** Begin GIVEN DATA **
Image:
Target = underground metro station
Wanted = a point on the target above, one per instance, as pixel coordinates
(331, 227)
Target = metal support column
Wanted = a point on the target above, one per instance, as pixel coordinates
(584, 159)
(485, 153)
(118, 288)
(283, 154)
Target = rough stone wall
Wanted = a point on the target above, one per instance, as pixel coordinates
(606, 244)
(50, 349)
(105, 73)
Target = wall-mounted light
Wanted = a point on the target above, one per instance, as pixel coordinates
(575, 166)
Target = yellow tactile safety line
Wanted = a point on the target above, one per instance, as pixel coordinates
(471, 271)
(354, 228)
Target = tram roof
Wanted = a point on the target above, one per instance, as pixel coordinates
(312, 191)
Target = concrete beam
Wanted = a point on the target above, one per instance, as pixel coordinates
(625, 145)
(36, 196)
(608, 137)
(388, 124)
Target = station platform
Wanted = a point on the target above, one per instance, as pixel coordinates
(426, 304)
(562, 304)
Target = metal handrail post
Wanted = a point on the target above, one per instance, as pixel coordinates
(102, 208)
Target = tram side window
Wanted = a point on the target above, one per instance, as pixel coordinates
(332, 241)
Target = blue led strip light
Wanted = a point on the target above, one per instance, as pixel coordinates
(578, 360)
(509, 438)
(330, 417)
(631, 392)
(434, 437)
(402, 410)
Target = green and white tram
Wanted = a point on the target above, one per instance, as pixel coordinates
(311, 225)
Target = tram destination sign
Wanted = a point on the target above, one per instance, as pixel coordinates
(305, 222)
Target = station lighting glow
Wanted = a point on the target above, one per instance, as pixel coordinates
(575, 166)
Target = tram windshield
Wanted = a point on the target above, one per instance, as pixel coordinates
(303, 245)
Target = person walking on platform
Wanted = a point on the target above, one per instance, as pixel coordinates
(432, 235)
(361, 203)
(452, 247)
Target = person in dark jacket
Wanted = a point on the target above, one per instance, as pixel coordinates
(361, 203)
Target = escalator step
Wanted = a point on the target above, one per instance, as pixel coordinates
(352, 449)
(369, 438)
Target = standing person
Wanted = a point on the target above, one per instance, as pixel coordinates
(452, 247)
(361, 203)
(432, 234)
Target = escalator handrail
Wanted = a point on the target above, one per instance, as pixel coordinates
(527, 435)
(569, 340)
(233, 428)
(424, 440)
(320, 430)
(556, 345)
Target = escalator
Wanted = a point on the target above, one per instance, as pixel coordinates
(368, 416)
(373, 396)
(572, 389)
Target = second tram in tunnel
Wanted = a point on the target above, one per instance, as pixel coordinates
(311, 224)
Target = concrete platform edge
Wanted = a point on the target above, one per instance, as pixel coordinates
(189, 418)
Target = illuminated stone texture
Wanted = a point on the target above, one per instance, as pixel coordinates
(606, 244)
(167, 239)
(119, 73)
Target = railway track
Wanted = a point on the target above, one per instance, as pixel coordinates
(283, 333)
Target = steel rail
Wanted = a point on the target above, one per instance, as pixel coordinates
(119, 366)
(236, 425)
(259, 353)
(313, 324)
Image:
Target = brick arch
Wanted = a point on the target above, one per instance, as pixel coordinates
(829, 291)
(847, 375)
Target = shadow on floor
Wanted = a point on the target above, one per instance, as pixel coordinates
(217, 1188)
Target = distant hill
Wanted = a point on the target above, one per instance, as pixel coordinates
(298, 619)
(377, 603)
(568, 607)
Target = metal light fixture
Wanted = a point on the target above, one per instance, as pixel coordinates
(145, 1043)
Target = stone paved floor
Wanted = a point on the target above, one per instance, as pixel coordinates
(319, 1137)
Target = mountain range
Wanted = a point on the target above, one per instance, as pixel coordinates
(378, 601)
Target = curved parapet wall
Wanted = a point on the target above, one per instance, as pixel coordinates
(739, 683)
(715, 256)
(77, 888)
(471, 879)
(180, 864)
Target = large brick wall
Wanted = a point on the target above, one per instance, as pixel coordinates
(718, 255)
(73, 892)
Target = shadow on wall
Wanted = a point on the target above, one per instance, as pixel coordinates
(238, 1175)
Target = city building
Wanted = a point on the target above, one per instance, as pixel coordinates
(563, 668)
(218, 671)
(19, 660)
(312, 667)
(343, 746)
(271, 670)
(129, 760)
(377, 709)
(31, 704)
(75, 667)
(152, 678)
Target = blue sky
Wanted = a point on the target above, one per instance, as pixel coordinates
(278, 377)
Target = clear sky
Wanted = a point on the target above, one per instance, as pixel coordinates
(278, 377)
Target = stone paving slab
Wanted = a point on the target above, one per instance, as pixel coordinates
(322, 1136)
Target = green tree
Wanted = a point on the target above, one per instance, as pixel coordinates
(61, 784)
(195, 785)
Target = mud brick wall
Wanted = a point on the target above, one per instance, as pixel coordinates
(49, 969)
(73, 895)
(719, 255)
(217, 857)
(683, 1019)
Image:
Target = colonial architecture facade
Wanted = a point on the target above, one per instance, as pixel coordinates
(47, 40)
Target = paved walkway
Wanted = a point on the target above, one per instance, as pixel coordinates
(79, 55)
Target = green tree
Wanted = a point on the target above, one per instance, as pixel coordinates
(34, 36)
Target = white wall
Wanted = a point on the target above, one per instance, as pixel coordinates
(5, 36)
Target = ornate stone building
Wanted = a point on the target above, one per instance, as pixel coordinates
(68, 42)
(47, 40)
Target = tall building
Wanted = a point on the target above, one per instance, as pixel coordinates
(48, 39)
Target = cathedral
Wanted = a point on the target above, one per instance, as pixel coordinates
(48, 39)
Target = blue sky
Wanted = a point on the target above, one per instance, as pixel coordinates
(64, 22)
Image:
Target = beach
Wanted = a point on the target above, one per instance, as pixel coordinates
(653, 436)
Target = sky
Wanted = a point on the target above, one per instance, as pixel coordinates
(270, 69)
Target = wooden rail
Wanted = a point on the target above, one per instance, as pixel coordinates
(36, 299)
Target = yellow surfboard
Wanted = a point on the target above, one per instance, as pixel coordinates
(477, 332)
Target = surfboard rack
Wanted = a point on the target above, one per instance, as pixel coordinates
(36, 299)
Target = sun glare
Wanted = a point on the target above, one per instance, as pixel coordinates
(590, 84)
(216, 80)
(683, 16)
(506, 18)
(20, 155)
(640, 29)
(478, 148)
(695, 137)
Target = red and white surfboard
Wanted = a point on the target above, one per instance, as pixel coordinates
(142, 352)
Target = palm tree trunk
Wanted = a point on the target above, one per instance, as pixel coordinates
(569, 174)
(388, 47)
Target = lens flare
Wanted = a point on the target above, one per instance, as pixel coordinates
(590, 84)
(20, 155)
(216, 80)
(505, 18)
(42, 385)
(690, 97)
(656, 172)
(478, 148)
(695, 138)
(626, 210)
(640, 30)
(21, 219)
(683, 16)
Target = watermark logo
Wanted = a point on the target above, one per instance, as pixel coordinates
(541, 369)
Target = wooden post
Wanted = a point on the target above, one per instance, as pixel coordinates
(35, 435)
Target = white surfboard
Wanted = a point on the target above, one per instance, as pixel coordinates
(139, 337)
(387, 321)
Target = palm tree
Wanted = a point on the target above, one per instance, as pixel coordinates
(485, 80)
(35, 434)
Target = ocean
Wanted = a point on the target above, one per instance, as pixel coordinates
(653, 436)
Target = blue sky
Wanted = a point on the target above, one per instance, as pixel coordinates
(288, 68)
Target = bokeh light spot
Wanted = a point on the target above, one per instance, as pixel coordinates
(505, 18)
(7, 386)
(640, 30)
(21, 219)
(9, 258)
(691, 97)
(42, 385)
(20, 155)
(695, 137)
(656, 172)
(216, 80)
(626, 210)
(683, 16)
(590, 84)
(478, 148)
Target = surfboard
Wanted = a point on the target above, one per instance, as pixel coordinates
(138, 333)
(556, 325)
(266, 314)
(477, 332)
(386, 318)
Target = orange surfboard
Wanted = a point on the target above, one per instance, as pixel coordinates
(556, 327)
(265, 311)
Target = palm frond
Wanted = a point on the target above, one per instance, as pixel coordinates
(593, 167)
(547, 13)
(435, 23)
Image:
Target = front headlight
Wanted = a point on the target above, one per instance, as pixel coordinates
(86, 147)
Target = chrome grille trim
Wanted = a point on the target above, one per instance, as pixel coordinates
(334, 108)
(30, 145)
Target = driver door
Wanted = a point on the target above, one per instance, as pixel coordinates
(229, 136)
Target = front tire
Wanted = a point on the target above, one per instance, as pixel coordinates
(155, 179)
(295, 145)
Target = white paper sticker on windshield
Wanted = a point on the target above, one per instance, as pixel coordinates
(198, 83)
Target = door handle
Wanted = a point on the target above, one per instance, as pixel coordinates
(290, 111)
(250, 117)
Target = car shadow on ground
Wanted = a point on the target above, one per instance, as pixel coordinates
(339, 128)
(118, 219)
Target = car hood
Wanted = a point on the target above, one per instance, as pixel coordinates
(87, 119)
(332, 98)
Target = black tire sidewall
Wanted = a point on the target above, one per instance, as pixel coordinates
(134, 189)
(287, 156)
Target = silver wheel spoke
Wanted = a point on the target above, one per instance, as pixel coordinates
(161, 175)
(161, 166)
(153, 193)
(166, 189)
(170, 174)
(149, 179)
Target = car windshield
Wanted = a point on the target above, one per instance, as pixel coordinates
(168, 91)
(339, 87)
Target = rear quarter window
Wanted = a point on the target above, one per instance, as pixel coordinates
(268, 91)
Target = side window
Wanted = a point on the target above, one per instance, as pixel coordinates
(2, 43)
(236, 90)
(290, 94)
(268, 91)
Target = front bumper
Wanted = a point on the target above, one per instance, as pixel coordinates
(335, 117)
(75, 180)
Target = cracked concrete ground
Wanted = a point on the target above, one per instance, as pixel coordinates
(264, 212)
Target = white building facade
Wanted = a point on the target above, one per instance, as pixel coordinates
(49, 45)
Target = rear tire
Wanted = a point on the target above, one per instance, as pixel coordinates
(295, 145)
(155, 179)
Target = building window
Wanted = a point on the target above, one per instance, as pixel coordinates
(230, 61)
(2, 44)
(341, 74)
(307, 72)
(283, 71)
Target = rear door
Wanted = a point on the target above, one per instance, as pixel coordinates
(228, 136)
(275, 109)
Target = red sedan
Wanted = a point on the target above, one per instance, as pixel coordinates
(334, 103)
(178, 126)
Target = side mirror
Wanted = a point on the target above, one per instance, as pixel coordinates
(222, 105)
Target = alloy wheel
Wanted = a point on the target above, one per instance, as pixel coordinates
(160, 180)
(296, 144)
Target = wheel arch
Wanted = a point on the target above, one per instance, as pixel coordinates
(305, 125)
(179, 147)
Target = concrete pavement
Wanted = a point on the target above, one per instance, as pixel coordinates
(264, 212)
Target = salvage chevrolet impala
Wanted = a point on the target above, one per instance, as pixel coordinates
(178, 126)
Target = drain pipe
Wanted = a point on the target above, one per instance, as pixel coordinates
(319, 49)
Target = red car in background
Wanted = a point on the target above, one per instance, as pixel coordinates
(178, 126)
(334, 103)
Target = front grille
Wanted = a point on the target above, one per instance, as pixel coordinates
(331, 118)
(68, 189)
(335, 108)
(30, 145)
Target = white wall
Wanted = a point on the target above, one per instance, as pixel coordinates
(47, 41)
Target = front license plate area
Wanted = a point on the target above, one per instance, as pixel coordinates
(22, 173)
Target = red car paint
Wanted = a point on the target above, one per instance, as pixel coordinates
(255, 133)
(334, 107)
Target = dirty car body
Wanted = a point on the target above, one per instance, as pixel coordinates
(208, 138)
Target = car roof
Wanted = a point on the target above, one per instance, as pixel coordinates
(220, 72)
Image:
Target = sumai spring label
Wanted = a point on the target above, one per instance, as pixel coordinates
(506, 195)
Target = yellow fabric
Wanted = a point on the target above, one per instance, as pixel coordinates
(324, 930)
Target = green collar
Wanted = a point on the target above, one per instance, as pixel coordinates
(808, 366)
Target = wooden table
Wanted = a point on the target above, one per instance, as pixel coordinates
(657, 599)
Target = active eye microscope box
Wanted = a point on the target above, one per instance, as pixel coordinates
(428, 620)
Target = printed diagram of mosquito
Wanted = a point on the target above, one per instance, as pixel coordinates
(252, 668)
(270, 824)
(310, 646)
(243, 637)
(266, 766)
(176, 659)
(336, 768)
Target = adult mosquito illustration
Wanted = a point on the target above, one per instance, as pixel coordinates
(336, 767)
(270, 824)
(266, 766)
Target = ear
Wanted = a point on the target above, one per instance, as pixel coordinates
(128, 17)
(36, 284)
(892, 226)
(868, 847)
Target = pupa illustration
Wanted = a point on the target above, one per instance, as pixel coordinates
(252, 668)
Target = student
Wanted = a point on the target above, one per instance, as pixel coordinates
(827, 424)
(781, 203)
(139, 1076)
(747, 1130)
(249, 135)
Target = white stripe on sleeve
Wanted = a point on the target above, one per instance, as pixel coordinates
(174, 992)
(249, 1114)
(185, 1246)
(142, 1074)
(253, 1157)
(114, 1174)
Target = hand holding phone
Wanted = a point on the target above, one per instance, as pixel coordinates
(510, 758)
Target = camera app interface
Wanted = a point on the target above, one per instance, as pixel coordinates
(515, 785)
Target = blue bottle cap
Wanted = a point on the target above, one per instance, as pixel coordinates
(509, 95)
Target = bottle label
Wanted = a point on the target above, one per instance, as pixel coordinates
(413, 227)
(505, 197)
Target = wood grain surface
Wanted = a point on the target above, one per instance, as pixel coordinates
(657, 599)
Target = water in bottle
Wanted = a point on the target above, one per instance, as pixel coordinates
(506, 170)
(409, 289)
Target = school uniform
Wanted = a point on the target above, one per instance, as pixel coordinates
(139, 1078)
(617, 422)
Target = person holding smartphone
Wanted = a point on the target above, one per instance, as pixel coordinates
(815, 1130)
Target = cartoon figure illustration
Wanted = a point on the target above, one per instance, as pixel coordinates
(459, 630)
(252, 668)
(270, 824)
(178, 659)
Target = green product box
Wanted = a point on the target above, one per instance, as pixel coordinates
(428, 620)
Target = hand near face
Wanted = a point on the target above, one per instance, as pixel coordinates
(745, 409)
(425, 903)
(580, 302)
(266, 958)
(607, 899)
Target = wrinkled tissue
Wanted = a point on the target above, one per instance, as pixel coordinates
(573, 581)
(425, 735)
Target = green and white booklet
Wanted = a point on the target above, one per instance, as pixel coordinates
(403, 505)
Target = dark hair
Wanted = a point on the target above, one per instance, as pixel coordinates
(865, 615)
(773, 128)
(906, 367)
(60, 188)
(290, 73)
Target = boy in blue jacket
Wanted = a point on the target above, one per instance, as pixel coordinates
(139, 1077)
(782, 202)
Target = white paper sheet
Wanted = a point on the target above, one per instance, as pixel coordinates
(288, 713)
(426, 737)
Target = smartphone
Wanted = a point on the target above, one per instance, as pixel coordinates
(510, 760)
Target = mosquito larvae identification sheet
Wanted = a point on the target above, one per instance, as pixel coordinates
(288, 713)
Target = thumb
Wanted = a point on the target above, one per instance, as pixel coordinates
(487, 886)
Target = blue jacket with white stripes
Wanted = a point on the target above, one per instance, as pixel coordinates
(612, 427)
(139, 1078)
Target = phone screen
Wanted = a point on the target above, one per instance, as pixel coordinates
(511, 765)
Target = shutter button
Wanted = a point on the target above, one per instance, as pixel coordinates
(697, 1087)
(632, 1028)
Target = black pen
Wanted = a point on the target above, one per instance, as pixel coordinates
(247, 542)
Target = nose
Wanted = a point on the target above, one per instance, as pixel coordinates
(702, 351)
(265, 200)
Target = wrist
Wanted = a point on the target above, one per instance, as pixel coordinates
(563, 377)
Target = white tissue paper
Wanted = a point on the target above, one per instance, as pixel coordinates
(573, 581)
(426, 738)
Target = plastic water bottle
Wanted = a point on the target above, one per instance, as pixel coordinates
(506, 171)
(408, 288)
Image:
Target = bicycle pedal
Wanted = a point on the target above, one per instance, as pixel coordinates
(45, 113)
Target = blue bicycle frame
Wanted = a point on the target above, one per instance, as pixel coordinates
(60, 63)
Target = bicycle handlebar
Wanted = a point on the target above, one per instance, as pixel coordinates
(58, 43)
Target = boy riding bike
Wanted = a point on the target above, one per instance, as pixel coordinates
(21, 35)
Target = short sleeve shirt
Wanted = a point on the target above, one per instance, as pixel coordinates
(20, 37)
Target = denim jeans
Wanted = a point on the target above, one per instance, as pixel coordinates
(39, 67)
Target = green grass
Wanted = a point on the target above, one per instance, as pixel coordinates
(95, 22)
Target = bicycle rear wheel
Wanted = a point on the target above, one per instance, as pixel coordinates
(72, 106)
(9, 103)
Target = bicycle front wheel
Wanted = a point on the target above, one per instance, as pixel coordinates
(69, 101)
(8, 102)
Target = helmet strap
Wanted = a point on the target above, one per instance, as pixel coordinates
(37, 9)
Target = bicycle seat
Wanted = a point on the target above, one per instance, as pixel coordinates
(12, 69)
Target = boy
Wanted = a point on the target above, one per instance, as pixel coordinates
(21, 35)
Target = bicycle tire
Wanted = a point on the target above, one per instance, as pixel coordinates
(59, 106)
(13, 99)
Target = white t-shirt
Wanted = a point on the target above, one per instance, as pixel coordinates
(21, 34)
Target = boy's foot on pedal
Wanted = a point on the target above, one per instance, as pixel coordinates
** End GIVEN DATA **
**REQUIRED WORK:**
Quote exactly what appears from the line containing "Target = helmet strap" through the final line of the listing above, including both of those lines.

**EXERCISE RESPONSE:**
Target = helmet strap
Wanted = a point on the target above, one per instance, as pixel coordinates
(37, 9)
Target = bicycle seat
Wanted = a point on the target above, one per instance, as pixel coordinates
(12, 69)
Target = boy
Wanted = a point on the target above, one per instance, as pixel coordinates
(21, 35)
Target = bicycle tire
Wanted = a point on the target above, one per instance, as pixel coordinates
(59, 106)
(13, 99)
Target = white t-shirt
Wanted = a point on the target above, one per instance, as pixel coordinates
(21, 34)
Target = boy's foot on pedal
Wanted = a point on the target above, one per instance, as pixel coordinates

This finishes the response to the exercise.